═══ RECORDS TO USE

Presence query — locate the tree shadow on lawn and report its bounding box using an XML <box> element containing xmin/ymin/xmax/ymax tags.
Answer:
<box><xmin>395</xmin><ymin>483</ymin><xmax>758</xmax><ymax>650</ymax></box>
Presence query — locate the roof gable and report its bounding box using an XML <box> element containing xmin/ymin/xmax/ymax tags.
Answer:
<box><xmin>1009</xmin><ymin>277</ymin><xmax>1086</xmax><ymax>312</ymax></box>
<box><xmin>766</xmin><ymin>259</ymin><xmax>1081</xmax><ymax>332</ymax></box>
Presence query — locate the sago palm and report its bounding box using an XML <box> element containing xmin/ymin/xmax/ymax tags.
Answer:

══════
═══ RECORDS TO USE

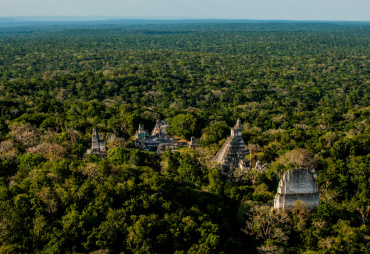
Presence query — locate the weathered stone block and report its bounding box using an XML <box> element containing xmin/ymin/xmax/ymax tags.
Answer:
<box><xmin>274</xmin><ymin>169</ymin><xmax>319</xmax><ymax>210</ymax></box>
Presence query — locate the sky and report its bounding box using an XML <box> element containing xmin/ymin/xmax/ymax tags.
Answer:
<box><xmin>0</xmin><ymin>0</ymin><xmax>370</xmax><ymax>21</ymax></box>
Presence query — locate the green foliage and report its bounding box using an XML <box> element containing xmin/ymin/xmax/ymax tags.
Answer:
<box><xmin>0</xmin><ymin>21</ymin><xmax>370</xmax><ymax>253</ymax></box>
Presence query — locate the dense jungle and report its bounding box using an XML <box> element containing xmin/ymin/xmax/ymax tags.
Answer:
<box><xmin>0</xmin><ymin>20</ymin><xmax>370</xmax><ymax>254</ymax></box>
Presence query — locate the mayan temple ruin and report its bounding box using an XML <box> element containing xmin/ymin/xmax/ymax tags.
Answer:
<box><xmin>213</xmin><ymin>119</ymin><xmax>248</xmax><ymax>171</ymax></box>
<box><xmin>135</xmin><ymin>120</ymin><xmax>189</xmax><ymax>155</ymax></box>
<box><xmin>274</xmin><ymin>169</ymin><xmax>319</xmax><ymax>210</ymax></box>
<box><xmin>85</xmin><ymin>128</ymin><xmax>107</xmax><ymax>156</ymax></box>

══════
═══ RECORDS TO USE

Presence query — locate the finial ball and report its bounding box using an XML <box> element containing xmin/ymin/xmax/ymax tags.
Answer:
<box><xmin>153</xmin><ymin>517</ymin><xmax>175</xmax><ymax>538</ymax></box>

══════

● WHAT IS BEING ASKED: Find every line in the items above that contains the word "report" and copy each one out.

● FULL SOLUTION:
Presence query — locate the tree shadow on lawn and report its bounding box using an XML <box> element containing xmin/ymin/xmax/ymax tags.
Presence query — locate the roof gable and report its bounding box using an XML <box> element containing xmin/ymin/xmax/ymax tags.
Presence query — locate the sago palm and report its bounding box using an XML <box> element containing xmin/ymin/xmax/ymax tags.
Presence query — locate the weathered stone block and report its bounding box using an XML <box> element containing xmin/ymin/xmax/ymax tags.
Presence query — locate the sky and report its bounding box using an XML <box> element containing xmin/ymin/xmax/ymax tags.
Presence query — locate the green foliage and report its bounding box using an XML <box> element containing xmin/ymin/xmax/ymax tags.
Presence query — locate the dense jungle and report its bounding box using an XML <box> element containing xmin/ymin/xmax/ymax tags.
Presence query — locate the mayan temple ruin and report its bounding box using an XML <box> element containing xmin/ymin/xmax/ymax tags.
Presence query — locate the finial ball and report its bounding box using an XML <box> element containing xmin/ymin/xmax/ymax tags.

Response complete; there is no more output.